__PROBLEM REQUIREMENTS__
From the listing below, please extract every line that contains the string "pool", copying each one unchanged.

__RECORDS SUPPLIED__
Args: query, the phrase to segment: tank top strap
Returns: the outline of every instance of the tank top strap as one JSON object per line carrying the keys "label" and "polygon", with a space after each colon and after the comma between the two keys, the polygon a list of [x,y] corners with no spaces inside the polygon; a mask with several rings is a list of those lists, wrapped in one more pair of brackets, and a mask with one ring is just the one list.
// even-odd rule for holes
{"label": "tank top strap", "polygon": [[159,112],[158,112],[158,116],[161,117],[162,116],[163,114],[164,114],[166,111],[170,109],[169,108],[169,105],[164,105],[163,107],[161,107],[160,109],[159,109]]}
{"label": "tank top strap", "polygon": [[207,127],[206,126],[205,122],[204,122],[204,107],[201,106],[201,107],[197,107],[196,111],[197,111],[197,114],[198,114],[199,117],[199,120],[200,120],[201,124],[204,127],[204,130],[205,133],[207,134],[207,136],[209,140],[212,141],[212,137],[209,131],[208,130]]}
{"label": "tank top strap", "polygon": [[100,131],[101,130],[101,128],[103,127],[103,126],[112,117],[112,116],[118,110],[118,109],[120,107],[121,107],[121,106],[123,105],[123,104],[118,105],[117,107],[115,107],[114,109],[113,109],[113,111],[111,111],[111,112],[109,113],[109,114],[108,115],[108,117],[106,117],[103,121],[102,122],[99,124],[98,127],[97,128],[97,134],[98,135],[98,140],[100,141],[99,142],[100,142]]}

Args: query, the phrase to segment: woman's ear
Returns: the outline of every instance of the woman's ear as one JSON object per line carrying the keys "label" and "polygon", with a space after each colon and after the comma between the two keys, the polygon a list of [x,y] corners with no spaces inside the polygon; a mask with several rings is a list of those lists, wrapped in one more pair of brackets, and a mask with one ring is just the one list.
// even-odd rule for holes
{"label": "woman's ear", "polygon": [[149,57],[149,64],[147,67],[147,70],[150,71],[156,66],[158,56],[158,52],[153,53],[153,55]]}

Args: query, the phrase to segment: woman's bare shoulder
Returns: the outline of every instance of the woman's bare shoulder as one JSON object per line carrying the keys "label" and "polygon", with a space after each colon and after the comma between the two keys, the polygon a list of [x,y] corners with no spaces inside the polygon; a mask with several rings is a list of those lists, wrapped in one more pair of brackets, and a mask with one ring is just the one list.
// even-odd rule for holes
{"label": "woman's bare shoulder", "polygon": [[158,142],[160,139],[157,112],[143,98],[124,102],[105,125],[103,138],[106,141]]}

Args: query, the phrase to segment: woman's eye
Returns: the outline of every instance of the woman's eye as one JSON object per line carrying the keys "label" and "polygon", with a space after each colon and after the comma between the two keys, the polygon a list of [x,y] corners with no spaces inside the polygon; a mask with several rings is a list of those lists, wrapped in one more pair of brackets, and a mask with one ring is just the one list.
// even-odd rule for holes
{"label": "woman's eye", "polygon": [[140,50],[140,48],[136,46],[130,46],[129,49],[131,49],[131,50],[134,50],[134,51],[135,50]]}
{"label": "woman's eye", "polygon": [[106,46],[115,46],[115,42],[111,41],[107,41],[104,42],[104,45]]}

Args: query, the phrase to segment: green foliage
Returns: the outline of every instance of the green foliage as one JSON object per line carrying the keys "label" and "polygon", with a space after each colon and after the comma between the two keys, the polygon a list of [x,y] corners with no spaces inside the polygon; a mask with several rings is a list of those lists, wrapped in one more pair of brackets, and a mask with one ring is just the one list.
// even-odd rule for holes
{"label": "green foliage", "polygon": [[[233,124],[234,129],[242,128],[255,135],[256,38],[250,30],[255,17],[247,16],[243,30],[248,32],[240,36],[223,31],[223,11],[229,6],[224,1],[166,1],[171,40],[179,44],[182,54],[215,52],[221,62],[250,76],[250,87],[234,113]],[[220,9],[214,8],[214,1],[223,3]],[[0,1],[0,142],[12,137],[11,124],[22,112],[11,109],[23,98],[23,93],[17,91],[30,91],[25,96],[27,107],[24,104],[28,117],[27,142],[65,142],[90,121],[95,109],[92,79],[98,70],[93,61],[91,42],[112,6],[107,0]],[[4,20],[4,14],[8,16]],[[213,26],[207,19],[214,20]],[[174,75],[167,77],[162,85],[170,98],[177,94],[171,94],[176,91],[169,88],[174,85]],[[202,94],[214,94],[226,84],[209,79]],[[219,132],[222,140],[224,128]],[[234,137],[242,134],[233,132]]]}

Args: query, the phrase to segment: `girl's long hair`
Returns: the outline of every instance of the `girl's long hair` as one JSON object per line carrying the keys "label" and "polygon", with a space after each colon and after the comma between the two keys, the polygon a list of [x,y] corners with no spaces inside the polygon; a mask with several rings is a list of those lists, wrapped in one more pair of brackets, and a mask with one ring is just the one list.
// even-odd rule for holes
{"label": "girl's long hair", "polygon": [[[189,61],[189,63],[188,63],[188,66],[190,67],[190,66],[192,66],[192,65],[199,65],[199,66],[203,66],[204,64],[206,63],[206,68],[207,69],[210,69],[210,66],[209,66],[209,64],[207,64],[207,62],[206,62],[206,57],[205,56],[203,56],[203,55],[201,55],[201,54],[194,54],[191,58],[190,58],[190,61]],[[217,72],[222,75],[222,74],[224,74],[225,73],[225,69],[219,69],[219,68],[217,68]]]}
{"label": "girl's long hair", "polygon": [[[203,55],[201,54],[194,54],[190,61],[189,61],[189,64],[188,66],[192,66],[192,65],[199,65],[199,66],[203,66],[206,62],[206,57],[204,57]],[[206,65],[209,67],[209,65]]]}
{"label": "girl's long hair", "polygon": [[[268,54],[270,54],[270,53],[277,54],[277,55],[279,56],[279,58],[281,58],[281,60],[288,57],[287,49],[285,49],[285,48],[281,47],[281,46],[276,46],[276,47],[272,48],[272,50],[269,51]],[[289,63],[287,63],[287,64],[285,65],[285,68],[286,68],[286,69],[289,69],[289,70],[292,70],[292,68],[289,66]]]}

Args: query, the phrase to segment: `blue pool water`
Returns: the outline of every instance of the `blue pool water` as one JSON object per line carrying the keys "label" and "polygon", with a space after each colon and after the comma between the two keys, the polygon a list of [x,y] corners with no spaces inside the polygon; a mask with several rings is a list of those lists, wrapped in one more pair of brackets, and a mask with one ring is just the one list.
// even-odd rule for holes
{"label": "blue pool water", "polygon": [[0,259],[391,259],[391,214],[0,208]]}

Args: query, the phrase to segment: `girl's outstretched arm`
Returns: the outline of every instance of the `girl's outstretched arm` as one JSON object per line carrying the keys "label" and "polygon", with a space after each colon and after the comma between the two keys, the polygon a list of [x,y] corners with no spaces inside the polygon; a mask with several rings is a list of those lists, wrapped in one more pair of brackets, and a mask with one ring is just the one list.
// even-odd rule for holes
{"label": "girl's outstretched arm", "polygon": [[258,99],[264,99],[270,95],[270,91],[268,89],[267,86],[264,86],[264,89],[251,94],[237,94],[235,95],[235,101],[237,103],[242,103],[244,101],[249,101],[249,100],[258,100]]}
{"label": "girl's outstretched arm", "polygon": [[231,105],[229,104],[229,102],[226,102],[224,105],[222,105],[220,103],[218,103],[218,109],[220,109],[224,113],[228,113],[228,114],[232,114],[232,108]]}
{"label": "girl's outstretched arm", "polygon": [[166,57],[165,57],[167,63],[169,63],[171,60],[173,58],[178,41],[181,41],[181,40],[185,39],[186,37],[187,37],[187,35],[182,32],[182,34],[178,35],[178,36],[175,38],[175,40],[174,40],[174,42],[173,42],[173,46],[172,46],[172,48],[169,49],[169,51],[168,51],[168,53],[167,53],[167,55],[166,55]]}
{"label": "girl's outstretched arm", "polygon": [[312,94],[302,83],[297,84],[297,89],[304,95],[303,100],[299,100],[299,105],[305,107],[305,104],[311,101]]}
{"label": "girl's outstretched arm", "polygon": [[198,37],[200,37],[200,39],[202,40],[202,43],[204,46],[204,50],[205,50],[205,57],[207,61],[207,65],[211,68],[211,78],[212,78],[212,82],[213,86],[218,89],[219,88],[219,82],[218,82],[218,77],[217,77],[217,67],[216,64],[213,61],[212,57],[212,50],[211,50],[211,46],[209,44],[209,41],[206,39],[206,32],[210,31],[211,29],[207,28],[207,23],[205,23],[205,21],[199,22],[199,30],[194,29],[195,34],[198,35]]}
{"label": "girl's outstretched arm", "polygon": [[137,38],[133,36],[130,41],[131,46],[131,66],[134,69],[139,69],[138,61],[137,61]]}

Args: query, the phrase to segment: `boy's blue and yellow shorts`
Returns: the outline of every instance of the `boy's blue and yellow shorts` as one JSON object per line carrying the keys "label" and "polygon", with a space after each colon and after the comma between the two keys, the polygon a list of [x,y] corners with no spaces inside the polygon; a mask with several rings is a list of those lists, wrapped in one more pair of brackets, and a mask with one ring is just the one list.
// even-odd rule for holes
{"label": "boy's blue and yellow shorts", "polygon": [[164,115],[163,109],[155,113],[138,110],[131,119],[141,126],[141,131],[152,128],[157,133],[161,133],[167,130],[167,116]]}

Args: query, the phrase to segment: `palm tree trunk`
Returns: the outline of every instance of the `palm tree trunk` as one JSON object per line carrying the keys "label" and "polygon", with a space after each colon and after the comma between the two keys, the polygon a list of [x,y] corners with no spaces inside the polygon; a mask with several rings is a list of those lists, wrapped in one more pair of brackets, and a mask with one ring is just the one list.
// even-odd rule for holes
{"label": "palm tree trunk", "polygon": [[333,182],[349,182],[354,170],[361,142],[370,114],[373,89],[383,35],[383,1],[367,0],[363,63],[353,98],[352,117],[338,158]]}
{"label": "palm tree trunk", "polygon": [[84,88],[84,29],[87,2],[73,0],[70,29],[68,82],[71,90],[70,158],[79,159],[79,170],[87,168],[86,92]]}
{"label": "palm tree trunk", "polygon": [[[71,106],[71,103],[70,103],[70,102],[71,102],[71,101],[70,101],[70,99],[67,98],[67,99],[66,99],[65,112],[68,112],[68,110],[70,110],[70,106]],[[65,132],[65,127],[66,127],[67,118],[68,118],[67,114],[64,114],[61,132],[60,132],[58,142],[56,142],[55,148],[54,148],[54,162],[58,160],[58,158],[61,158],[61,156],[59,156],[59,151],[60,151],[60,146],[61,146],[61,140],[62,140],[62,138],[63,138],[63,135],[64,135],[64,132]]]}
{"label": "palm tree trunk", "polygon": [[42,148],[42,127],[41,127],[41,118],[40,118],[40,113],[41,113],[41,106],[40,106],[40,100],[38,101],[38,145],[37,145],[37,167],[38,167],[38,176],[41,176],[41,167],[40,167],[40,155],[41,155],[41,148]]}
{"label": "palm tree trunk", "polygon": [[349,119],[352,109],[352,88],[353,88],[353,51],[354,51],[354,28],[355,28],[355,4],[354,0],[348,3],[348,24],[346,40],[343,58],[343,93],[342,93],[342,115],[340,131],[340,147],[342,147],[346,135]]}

__RESULT BELOW__
Args: query, the phrase to segment: `blue pool water`
Returns: the outline of every instance of the `blue pool water` as one JSON object per line carrying the keys "label" and "polygon", with a space after each colon and after the comma between the two keys, the polygon a list of [x,y] corners with no spaces inside the polygon; a mask with several rings is a list of those lists, wrapped in one more pair of brackets, and a mask with one ring is just the one list.
{"label": "blue pool water", "polygon": [[0,259],[391,259],[391,214],[0,208]]}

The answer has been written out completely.